▽

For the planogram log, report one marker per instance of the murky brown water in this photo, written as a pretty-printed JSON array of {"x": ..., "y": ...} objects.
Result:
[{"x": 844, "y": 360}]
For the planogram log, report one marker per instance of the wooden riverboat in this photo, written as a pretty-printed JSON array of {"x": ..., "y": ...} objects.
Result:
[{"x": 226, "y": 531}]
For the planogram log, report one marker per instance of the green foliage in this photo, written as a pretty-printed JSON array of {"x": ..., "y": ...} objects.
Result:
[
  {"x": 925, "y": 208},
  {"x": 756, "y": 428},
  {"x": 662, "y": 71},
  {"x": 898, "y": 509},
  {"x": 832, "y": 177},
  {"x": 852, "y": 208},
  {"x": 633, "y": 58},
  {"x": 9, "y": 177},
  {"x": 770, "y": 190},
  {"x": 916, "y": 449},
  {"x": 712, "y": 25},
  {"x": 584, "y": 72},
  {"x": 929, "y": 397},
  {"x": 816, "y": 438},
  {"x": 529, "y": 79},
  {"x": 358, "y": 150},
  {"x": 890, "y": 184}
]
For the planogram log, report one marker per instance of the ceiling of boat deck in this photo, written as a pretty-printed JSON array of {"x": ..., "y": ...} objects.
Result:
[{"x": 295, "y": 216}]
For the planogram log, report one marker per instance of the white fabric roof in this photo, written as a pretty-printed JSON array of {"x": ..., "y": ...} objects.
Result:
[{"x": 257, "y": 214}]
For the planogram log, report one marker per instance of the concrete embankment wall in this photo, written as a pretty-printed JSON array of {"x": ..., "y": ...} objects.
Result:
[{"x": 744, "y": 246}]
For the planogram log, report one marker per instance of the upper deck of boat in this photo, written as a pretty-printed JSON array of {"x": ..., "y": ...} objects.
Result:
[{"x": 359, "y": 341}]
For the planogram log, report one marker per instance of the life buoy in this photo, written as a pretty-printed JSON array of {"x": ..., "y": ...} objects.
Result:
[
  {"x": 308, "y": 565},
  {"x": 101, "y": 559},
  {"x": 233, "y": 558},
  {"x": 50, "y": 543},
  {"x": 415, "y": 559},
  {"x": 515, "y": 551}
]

△

To do: Using the listing above, list every line in which the string "written" occurs.

Solution for this task:
For the planogram log, report one marker per instance of the murky brown water in this photo, written as a pretty-printed JSON array of {"x": ..., "y": ...} objects.
For the planogram log, report one marker per instance of the wooden riverboat in this photo, written as a pretty-printed JSON array of {"x": ..., "y": ...} objects.
For the planogram log, report one marker per instance of the green foliage in this photo, written as a pretty-printed JSON array of {"x": ..., "y": ...} objects.
For the planogram log, report one marker per instance of the ceiling of boat deck in this photo, written as a pretty-printed JSON array of {"x": ..., "y": ...} objects.
For the planogram log, report one marker per instance of the white fabric roof in this photo, written as a pretty-printed JSON array of {"x": ..., "y": ...} objects.
For the planogram log, report one marker per instance of the concrete embankment wall in this photo, written as a pretty-printed JSON array of {"x": ..., "y": ...} objects.
For the planogram log, report one marker per instance of the upper deck of boat in this photo, written as a pretty-printed JSON array of {"x": ..., "y": ...} objects.
For the planogram log, report one marker per instance of the life buoy in this photo, written as a pretty-printed JSON array of {"x": ..., "y": ...} objects.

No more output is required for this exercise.